What you will do:
Reproduce the complete set of records, exactly as they appear.
---- Working data
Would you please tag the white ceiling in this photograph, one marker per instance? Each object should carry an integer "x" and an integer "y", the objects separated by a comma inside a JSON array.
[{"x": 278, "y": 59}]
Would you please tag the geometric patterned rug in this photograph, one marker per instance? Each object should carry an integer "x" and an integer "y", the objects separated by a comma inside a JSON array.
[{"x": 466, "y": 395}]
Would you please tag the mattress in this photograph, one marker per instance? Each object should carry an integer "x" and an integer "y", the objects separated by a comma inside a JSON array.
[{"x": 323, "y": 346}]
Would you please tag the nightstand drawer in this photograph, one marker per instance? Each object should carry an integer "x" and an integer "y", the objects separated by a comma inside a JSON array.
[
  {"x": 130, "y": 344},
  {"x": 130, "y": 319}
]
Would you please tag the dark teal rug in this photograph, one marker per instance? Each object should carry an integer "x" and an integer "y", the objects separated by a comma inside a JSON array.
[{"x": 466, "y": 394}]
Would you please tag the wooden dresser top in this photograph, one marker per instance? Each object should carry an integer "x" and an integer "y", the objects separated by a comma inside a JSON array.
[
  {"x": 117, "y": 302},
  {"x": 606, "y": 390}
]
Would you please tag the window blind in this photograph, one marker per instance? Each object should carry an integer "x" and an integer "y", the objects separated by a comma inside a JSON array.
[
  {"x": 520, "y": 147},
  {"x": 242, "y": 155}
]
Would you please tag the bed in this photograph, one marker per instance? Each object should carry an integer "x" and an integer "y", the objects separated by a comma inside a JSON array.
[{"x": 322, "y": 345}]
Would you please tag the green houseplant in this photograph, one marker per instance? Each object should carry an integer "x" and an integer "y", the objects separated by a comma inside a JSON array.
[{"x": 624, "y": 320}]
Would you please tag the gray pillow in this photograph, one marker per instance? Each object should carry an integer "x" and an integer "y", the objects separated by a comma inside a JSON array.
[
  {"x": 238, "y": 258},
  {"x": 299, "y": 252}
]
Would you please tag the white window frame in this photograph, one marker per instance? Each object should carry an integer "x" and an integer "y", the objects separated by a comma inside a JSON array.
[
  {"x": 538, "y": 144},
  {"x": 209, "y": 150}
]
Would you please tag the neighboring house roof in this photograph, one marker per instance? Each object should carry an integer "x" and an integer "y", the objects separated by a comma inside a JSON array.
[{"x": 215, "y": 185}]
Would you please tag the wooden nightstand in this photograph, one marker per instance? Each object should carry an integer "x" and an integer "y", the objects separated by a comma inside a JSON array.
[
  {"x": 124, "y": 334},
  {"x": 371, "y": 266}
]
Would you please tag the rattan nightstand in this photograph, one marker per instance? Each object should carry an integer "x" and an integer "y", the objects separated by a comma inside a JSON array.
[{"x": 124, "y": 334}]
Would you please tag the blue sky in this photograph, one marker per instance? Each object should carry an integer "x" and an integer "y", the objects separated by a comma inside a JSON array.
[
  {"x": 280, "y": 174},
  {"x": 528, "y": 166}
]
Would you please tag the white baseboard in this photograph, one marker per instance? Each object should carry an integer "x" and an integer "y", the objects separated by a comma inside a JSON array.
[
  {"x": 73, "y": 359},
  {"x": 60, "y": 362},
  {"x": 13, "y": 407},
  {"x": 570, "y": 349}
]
--------
Answer below:
Would you please tag the white ceiling in this photograph, one marker per instance? Each object should carry an integer "x" and an integer "y", the objects separated by a comma inside a JSON array.
[{"x": 278, "y": 59}]
Would you please tag the geometric patterned rug in this photograph, one marker per instance? Each object should carry an integer "x" and an integer "y", the objects separated by a comma inside a JSON array.
[{"x": 466, "y": 395}]
Would you please tag the mattress in this photograph, one marker per instance? Each object should carry an integer "x" and an integer "y", the objects separated by a comma inside a JSON array.
[{"x": 323, "y": 346}]
Would you please tag the nightstand drawer in this photograph, one marker per instance? Each object should carry an integer "x" and an integer "y", the objects separated by a comma inside a JSON array.
[
  {"x": 130, "y": 344},
  {"x": 130, "y": 319}
]
Would you please tag the dark teal rug in this photograph, one marker per instance? Each object should carry an integer "x" and an integer "y", the objects separated by a comma inside a JSON array.
[{"x": 466, "y": 394}]
Would you please tag the wooden dresser top in this photograph, one marker per instance? Each object should carry an integer "x" and an integer "y", the objects separated by a comma inside a JSON array.
[
  {"x": 117, "y": 302},
  {"x": 606, "y": 390}
]
Would you please tag the window blind in this photograph, one marker per instance? Each object should carry an integer "x" and an integer "y", the objects separated by a comma inside a JSON array.
[
  {"x": 520, "y": 147},
  {"x": 242, "y": 155}
]
Would you please tag the bed in this photograph, one marker per instance? Each object should carry an integer "x" and an integer "y", the objects separated by a comma inside a JSON array.
[{"x": 322, "y": 345}]
Would you please tag the green houseplant in this photograph, one marker per instance? Each object should carry an integer "x" and an integer "y", the objects separated by a comma inside a JSON array.
[{"x": 624, "y": 320}]
Would you please tag the gray pillow in this photograph, one marker per instance? Each object should carry an integer "x" and an integer "y", the objects separated by a comma inside a JSON array.
[
  {"x": 238, "y": 258},
  {"x": 299, "y": 252}
]
Would you please tag the white window frame in this photograph, one marker per instance? Each object should carry an integer "x" and an integer "y", the objects separated by a comma inside a JSON array.
[
  {"x": 538, "y": 144},
  {"x": 209, "y": 150}
]
Would you please tag the neighboring house roof in this photograph, one marker per instance? Each object should carry an integer "x" and an integer "y", the objects separated by a comma inside a JSON array.
[{"x": 215, "y": 185}]
Would you please tag the wooden nightstand in this photograph, one marker per instance? Each object should carry an integer "x" and an integer "y", the objects separated by a comma inside a JSON array.
[
  {"x": 124, "y": 334},
  {"x": 371, "y": 266}
]
Would you please tag the rattan nightstand in this photograph, one marker per instance? Each object should carry an integer "x" and an integer "y", the objects separated by a comma inside a JSON array.
[{"x": 124, "y": 334}]
Would you please tag the blue sky in this photograph, one marker per instance? Each object should carry an integer "x" and an integer "y", the objects separated by a comma inside a JSON array.
[
  {"x": 280, "y": 174},
  {"x": 528, "y": 166}
]
Would you please tag the white baseboard in this photograph, one marker per instance? Each object should carry an integer "x" and an integer "y", the objects separated by a comma inside a JSON array.
[
  {"x": 73, "y": 359},
  {"x": 60, "y": 362},
  {"x": 13, "y": 407},
  {"x": 570, "y": 349}
]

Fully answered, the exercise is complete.